- Written exercise 1
Please answer these questions using the Safari Rally passage, each on its own line:
(a) How many days did the spectacle of rally cars in the Kenyan countryside last?
(b) What event was the rally first held to celebrate, and in what year?
(c) In what year did the rally take the name East African Safari Rally?
- Written exercise 2
Extend the Safari Rally passage, picking up right after its final sentence.

- Source passage

** START **

Safari Rally - The tough and rough car rally
Back then when we were young boys in rural Kenya and still fascinated by cars, there was no other better way of welcoming Easter than the Safari Rally.
The roaring sounds of speedy rally cars cruising Kenyan rural sides was a five days spectacle that no one ever wanted to miss. And everyone wanted to be associated with the tough drivers then; Joginder Singh, Björn Waldegård, Shekhar Mehta, Hannu Mikkola, Juha Kankkunen etc.
Everyone admired the rally cars and even their unique names; Toyota Celica TCT, Audi 200 Quattro, Lancia Delta Integrale, Mitsubishi Lancer Evolution 6, Ford Focus WRC and many more.
Safari Rally was initially called The East African Coronation Rally (EACR). It was started as a celebration for the coronation of Queen Elizabeth II in 1953. The rally covered three countries; Kenya, Tanganyika (Now Tanzania) and Uganda which were the members of East African Coronation then.
The rally kept its glory but mainly as a regional rally. In 1960, the rally was renamed East African Safari Rally and later changed to Safari Rally in 1974 when it became part of theWorld Rally Championship (WRC) series.

** END **

- Material
** START **

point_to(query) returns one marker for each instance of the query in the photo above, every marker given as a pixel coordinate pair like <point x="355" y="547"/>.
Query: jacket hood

** END **

- Task answer 1
(a) Five days.
(b) The coronation of Queen Elizabeth II, in 1953.
(c) 1960.

- Task answer 2
For a period of 28 years until the year 2002, Safari Rally was a complete measure of how fast and furthest man and machine could go while limited by time and other factors. The rally was later excluded from the World Rally Championship (WRC) series in 2003 due to lack of sponsorship funding and is currently known as the KCB Safari Rally after its sponsor, Kenya Commercial Bank (KCB).
Safari Rally featured over 1000 km of timed stages, with some stages well over 60 km long, unlike most rallies which had less than 500 km of total timed distance. Drivers had to wade through muddy weather roads, and wild animals. Heavy rainfalls over the Easter period only made the rally to be more torturous. Incidentally, all these made the rally so enjoyable to watch.
The rallies of 1963 and 1968 were some of the toughest rallies ever experience in Safari Rally. Out of almost a hundred cars that started the race only seven cars made it to the finishing line. Shekhar Mehta is the most successful Safari Rally driver. He won the rally a record five times 1973 and 1979 to 1982.
Most drivers would pull out of the rally because they either hit an animal, stuck in the mud or simply the car could not take it anymore. Nothing dominated television and newspapers for that duration of five days or so than Safari Rally.
For those who wanted to show off, this was the event to make history. Idi Amin, the Ugandan dictator, tried it as a celebration just after overthrowing the civilian ruler Milton Obote in 1971 but he couldn’t make it.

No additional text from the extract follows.